Shape boundary entries
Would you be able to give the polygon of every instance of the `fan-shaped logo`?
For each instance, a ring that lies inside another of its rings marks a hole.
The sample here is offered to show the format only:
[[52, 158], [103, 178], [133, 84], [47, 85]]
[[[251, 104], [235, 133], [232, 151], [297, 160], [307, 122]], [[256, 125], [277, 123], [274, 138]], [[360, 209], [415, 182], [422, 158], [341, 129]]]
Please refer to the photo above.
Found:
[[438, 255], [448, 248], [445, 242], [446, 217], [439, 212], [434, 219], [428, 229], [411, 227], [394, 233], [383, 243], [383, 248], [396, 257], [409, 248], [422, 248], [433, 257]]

[TO DO]
Set out the records above as a Markdown table with the columns "Row" and "Record line," giving each non-blank line its own numbered row.

[RESPONSE TO THE TASK]
| Row | Record line |
|---|---|
| 1 | Would you be able to give the polygon of every instance of the `fan-shaped logo`? |
| 2 | For each instance, a ring that lies inside another of its rings marks a hole. |
| 3 | The sample here is offered to show the format only: |
| 4 | [[52, 158], [103, 178], [133, 84], [47, 85]] |
| 5 | [[[251, 104], [235, 133], [232, 151], [297, 160], [307, 122]], [[256, 125], [277, 123], [274, 138]], [[360, 209], [415, 182], [422, 158], [341, 129]]] |
| 6 | Please refer to the photo above. |
| 7 | Found: |
| 8 | [[438, 255], [448, 248], [445, 242], [446, 217], [439, 212], [434, 219], [428, 229], [411, 227], [394, 233], [383, 243], [383, 248], [396, 257], [409, 248], [422, 248], [433, 257]] |